SET TASK
Set down exactly the lines that run from the line with "(681,494) (no space after the comma)." to the end of the data, and nothing else.

INPUT FOR THIS TASK
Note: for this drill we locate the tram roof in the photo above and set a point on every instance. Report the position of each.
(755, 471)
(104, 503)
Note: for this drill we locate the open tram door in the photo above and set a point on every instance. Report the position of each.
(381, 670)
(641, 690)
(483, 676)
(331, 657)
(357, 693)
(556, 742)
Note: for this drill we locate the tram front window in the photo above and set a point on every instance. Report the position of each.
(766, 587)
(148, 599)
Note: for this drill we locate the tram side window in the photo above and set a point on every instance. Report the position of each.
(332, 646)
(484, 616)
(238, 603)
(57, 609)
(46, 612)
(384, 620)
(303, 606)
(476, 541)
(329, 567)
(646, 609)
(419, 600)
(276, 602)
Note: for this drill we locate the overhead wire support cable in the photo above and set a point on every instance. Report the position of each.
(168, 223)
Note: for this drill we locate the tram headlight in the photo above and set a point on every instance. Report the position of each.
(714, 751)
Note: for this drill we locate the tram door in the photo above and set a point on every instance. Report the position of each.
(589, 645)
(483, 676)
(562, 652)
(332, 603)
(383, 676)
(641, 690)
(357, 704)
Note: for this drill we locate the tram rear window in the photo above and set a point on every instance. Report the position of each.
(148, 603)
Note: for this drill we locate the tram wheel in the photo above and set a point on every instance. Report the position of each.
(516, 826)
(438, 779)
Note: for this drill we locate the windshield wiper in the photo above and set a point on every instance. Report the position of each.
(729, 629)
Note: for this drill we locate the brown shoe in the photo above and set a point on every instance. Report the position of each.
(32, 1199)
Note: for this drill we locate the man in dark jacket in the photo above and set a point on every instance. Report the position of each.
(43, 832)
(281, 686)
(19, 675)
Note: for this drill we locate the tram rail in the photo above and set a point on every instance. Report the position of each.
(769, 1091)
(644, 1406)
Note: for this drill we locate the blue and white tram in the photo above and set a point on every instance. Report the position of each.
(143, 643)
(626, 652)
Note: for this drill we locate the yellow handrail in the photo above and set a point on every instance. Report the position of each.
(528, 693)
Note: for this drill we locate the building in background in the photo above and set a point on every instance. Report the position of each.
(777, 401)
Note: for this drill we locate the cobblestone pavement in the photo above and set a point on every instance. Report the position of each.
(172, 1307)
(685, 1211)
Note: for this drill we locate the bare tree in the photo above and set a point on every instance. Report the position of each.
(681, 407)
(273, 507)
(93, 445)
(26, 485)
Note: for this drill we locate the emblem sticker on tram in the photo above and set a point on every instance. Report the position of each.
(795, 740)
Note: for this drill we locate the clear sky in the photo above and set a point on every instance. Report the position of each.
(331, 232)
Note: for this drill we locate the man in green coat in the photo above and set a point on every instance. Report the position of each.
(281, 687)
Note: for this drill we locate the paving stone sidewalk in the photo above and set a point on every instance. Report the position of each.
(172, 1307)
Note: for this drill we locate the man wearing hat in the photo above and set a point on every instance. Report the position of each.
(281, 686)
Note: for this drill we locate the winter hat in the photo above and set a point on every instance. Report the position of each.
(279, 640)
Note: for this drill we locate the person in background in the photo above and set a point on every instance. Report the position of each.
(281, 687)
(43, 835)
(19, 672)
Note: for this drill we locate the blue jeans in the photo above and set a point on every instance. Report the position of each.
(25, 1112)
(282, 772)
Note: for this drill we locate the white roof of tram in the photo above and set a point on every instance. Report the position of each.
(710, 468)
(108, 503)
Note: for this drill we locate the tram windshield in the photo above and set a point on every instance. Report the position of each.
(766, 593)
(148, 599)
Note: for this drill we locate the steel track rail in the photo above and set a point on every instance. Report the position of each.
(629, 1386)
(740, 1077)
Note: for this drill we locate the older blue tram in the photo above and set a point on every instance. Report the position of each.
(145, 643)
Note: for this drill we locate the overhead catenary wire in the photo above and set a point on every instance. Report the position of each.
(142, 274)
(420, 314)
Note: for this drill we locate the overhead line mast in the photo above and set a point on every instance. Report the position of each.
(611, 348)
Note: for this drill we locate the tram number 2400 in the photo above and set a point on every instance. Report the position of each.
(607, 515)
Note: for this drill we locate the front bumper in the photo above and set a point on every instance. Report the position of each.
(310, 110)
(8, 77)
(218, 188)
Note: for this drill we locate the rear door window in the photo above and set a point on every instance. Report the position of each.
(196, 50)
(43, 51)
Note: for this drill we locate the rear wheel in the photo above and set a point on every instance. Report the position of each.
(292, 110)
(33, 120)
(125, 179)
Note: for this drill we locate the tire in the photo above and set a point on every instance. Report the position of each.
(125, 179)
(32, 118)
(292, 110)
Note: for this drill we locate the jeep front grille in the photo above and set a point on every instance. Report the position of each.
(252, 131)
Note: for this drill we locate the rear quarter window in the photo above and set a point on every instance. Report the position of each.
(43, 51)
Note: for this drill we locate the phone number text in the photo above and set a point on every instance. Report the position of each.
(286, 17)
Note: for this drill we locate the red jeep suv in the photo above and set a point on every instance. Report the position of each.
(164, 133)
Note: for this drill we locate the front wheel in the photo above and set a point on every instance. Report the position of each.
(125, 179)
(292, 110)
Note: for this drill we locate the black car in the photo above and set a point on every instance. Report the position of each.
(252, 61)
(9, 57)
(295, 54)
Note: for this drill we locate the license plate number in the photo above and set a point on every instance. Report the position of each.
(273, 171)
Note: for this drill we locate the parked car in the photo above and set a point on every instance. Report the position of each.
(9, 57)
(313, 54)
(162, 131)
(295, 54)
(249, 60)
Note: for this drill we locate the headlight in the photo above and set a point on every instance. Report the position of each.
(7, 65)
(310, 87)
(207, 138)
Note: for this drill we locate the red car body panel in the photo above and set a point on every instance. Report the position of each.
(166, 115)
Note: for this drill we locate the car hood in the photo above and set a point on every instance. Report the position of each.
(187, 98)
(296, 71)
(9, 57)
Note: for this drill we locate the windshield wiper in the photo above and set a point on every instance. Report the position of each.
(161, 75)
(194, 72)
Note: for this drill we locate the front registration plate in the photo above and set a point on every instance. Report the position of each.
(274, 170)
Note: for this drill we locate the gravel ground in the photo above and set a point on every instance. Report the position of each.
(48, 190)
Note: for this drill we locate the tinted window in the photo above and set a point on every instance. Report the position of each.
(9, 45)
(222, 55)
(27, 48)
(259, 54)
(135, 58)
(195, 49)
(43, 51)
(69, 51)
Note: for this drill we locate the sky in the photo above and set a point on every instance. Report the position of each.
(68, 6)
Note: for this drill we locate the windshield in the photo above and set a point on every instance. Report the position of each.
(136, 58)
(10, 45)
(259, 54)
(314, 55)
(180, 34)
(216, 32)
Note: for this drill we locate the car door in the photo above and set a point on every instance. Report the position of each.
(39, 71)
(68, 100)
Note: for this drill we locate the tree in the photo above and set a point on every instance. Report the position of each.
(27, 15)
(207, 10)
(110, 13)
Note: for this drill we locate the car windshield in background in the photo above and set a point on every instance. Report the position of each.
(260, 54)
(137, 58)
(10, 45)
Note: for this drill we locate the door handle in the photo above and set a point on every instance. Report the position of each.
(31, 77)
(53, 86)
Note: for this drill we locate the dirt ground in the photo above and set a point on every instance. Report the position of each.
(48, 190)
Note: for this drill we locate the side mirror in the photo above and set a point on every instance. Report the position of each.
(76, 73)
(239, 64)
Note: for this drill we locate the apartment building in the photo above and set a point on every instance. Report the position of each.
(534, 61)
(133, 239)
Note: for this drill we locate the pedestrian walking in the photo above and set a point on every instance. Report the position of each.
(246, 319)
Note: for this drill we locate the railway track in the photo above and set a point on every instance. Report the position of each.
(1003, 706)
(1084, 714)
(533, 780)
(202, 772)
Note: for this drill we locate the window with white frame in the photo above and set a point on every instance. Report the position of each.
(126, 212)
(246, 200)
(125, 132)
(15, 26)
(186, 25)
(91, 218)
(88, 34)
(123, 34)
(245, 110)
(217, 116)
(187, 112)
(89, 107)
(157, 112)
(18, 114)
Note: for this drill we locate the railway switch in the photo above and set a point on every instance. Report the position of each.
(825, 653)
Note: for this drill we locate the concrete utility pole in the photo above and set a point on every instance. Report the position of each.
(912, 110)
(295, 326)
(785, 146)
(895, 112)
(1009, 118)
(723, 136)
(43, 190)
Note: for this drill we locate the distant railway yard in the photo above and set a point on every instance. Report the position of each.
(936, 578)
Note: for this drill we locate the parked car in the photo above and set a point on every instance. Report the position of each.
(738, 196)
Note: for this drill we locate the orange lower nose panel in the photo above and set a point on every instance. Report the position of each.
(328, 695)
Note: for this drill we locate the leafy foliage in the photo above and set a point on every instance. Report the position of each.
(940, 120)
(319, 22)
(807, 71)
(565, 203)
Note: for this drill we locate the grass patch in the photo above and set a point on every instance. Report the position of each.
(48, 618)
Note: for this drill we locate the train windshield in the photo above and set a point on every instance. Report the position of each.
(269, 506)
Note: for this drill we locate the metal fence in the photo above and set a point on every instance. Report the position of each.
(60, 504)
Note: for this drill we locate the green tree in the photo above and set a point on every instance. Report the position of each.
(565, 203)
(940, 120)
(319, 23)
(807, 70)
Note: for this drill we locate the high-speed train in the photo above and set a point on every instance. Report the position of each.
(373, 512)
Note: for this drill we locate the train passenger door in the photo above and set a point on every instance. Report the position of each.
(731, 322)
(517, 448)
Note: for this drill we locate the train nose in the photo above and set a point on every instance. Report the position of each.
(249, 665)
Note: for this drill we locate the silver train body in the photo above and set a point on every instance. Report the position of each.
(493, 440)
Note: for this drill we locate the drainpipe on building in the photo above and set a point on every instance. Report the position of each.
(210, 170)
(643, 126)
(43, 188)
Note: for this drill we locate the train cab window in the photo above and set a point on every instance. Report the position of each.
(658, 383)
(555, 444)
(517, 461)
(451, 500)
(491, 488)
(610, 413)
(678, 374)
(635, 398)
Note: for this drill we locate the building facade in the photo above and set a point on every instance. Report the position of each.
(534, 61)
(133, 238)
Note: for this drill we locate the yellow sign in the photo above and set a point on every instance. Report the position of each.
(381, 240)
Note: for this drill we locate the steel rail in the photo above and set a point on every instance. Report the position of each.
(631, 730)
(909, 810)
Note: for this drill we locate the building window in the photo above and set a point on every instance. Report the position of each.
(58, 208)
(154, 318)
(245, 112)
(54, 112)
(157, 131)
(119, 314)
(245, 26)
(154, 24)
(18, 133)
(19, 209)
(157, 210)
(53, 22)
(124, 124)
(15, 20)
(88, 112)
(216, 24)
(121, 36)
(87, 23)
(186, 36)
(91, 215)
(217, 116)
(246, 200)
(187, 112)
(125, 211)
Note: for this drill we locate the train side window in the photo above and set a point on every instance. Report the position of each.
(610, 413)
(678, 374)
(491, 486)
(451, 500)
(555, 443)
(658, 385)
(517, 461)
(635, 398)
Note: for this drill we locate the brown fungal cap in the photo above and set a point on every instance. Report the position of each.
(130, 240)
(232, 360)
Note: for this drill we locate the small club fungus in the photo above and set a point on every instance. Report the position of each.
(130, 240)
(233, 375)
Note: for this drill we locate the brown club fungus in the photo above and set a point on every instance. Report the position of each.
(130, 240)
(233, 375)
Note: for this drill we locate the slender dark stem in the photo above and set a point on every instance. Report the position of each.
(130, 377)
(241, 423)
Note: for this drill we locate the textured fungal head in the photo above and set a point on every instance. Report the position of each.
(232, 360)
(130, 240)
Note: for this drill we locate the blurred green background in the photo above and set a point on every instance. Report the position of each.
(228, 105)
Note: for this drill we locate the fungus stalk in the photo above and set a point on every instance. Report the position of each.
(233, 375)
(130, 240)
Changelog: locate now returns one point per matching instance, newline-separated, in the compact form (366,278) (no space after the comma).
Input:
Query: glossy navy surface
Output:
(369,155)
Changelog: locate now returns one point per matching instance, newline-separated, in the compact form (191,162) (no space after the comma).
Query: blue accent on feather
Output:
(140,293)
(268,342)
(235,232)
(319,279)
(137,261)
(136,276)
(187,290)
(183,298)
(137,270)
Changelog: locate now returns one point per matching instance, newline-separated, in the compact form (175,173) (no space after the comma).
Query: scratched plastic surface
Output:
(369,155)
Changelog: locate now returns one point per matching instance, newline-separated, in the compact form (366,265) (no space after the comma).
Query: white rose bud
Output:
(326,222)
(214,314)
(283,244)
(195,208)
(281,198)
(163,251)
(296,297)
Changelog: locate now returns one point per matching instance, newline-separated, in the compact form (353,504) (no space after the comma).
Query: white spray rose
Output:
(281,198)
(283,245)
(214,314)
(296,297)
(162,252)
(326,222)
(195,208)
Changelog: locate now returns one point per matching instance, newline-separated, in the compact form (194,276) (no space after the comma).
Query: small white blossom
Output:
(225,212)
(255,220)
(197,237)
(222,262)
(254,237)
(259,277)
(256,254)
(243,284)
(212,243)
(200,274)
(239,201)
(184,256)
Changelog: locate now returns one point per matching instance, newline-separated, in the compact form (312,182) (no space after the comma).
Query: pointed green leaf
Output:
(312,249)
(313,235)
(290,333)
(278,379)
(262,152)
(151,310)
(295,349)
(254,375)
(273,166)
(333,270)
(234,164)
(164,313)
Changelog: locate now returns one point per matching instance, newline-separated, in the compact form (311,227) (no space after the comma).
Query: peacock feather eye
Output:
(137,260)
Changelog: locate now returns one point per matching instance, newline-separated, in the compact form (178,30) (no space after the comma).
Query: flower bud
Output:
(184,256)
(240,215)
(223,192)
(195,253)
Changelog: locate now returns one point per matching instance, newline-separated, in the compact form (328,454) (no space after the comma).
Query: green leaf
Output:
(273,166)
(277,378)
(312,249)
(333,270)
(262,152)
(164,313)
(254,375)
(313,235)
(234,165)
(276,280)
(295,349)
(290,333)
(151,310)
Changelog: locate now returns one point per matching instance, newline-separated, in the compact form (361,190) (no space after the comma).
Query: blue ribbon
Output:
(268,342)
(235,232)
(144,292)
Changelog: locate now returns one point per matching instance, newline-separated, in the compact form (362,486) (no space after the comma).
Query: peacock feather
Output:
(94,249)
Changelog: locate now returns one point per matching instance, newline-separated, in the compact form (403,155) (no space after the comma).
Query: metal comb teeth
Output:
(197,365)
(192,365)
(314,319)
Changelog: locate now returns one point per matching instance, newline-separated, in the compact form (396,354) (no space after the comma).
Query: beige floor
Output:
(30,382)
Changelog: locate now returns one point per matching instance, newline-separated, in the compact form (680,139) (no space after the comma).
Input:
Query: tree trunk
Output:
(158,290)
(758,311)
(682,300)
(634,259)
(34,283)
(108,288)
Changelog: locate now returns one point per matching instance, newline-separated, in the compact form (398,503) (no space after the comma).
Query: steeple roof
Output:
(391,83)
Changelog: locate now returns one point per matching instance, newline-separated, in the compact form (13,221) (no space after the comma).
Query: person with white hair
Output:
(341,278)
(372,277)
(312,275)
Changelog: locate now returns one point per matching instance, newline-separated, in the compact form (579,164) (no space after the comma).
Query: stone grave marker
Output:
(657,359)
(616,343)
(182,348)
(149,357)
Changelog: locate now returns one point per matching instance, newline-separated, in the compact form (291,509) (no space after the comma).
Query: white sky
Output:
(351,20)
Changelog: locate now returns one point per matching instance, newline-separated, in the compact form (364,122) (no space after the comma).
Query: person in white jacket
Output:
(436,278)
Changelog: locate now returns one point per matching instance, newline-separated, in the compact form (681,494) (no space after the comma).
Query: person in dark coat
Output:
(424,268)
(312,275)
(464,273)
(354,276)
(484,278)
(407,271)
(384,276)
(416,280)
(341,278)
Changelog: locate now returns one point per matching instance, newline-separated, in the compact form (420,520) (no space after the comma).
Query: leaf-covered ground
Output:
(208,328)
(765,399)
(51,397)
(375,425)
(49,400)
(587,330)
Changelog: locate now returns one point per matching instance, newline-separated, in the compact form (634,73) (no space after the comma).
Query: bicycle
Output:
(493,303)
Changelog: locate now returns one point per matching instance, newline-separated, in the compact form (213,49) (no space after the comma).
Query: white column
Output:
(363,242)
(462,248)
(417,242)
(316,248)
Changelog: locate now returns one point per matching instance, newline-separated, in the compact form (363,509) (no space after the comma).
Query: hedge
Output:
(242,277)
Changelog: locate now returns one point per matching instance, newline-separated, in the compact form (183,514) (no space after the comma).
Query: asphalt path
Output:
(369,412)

ANSWER TO THE PROBLEM
Changelog: locate now returns one point per matching instance, newline-separated, in the compact form (681,494) (no space after the comma).
Query: person in dark coat
Output:
(424,268)
(312,275)
(464,273)
(354,276)
(484,278)
(407,271)
(384,276)
(416,280)
(341,278)
Changelog: locate now returns one point per matching instance, newline-separated, in the compact form (420,520) (no space after the comma).
Query: leaf-covered ground
Output:
(208,328)
(765,399)
(51,397)
(375,425)
(49,400)
(587,330)
Changelog: locate now returns one point per matching instance, newline-separated, in the compact form (634,73) (no space after the comma).
Query: bicycle
Output:
(493,303)
Changelog: locate now returns one point per matching instance, newline-separated, in the compact form (213,49) (no space after the comma).
Query: white column
Output:
(363,242)
(462,248)
(417,242)
(316,248)
Changelog: locate now returns one point per matching instance, newline-separated, in the compact form (363,509) (no space after the comma).
Query: hedge
Output:
(242,277)
Changelog: locate now returns one point per matching instance, newline-separated, in the compact form (183,514) (no space after the comma).
Query: asphalt path
Output:
(369,412)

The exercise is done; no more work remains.